## [Problem to solve]
Return each of the rows below unchanged, with every line reproduced character for character.

**** Data provided

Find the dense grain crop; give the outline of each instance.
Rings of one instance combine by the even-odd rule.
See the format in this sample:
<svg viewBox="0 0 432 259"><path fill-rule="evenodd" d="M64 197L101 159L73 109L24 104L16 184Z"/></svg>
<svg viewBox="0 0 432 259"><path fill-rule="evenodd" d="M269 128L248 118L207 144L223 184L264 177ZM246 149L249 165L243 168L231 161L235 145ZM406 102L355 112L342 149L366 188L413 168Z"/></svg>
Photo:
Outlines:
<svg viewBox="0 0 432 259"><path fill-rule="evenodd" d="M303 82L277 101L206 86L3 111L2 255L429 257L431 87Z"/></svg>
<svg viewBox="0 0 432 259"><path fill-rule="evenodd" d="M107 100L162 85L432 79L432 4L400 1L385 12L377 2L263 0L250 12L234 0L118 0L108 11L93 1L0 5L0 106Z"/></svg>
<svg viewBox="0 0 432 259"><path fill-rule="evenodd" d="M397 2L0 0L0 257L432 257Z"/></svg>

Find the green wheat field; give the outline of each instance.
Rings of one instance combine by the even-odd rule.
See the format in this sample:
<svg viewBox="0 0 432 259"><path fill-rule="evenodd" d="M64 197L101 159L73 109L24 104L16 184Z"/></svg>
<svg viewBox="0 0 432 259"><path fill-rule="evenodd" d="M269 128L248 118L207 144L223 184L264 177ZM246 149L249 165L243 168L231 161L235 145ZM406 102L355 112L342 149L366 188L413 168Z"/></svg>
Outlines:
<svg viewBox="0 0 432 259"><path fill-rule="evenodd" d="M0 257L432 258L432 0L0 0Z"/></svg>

********

## [Answer for this exercise]
Find the dense grain crop; give the outline of each instance.
Rings of one instance combine by the even-odd rule.
See the format in this sample:
<svg viewBox="0 0 432 259"><path fill-rule="evenodd" d="M64 197L101 159L73 109L24 104L16 184Z"/></svg>
<svg viewBox="0 0 432 259"><path fill-rule="evenodd" d="M269 128L248 118L207 144L223 184L264 177ZM246 149L249 165L243 168L231 161L235 145ZM406 102L355 112L342 149L366 188L413 168Z"/></svg>
Photo:
Outlines:
<svg viewBox="0 0 432 259"><path fill-rule="evenodd" d="M303 82L277 101L206 86L3 111L2 255L429 257L431 87Z"/></svg>
<svg viewBox="0 0 432 259"><path fill-rule="evenodd" d="M107 100L162 85L432 79L432 4L400 1L385 12L377 2L263 0L250 12L234 0L118 0L108 11L93 1L0 5L0 106Z"/></svg>
<svg viewBox="0 0 432 259"><path fill-rule="evenodd" d="M397 2L0 0L0 257L432 257Z"/></svg>

Find the green wheat field; give the outline of each instance.
Rings of one instance combine by the even-odd rule.
See the format in this sample:
<svg viewBox="0 0 432 259"><path fill-rule="evenodd" d="M64 197L101 159L73 109L24 104L16 184Z"/></svg>
<svg viewBox="0 0 432 259"><path fill-rule="evenodd" d="M269 128L248 118L207 144L223 184L264 177ZM246 149L249 165L243 168L231 161L235 145ZM406 102L355 112L342 149L366 188L413 168Z"/></svg>
Outlines:
<svg viewBox="0 0 432 259"><path fill-rule="evenodd" d="M0 257L432 258L432 0L0 0Z"/></svg>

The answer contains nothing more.